Description of the task ▸ Please convert the items below into a JSON list of strings, one string per line, leaving out any blank lines: begin at the line that contains "Locate the floral" and stop after the final line of the items, both included.

Provided information ▸

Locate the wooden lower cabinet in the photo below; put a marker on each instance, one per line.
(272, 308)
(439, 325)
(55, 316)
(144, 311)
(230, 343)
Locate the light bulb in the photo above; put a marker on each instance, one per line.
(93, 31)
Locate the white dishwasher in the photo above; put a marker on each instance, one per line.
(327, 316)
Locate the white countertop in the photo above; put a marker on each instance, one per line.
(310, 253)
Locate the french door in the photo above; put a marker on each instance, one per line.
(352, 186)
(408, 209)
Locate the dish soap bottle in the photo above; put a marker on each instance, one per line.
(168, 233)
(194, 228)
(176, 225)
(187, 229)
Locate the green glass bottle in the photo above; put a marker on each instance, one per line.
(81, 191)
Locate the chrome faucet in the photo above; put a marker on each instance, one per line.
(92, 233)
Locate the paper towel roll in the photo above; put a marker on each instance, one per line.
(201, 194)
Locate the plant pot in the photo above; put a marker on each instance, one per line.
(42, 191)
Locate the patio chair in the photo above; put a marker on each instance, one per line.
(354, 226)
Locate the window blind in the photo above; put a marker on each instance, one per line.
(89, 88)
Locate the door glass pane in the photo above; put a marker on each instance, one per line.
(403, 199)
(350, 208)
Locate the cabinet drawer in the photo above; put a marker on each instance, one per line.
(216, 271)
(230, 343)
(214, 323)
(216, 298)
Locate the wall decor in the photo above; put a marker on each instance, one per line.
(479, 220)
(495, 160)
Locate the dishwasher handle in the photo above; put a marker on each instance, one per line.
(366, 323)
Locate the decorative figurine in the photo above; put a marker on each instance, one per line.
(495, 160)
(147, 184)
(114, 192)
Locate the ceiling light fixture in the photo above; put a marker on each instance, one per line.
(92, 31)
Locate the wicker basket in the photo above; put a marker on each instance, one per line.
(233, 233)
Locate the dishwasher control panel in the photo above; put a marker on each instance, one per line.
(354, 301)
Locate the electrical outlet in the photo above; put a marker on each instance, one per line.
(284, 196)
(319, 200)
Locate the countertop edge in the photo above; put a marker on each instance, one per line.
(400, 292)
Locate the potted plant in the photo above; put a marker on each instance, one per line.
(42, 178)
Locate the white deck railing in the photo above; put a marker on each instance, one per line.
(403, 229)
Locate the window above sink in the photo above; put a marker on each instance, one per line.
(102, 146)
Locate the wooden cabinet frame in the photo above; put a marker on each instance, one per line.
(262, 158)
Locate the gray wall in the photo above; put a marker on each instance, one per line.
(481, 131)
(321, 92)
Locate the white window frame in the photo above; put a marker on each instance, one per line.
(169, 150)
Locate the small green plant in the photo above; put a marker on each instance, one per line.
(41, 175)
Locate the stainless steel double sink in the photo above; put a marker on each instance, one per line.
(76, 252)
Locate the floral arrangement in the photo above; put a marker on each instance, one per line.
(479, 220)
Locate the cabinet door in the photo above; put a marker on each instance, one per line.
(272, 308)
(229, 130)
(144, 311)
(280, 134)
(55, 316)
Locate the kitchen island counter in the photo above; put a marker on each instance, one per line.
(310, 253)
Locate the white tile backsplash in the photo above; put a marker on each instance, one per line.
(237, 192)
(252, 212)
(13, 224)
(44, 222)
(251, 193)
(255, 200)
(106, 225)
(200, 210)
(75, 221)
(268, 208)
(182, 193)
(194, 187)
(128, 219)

Reply to the task ▸
[
  "Locate the floral arrangement in the photo above; put a marker on each instance, one per line.",
  "(479, 220)",
  "Locate the cabinet door in the photo above; put a marker on each instance, one per line.",
  "(272, 308)",
  "(229, 130)",
  "(144, 311)",
  "(280, 134)",
  "(55, 316)",
  "Locate the kitchen island counter in the photo above; put a marker on each instance, one per line.",
  "(310, 253)",
  "Locate the white tile backsplash in the photo above; put a marker on each instance, one per line.",
  "(237, 192)",
  "(252, 212)",
  "(13, 224)",
  "(44, 222)",
  "(251, 193)",
  "(255, 200)",
  "(106, 225)",
  "(200, 210)",
  "(75, 221)",
  "(268, 208)",
  "(182, 193)",
  "(194, 187)",
  "(128, 219)"
]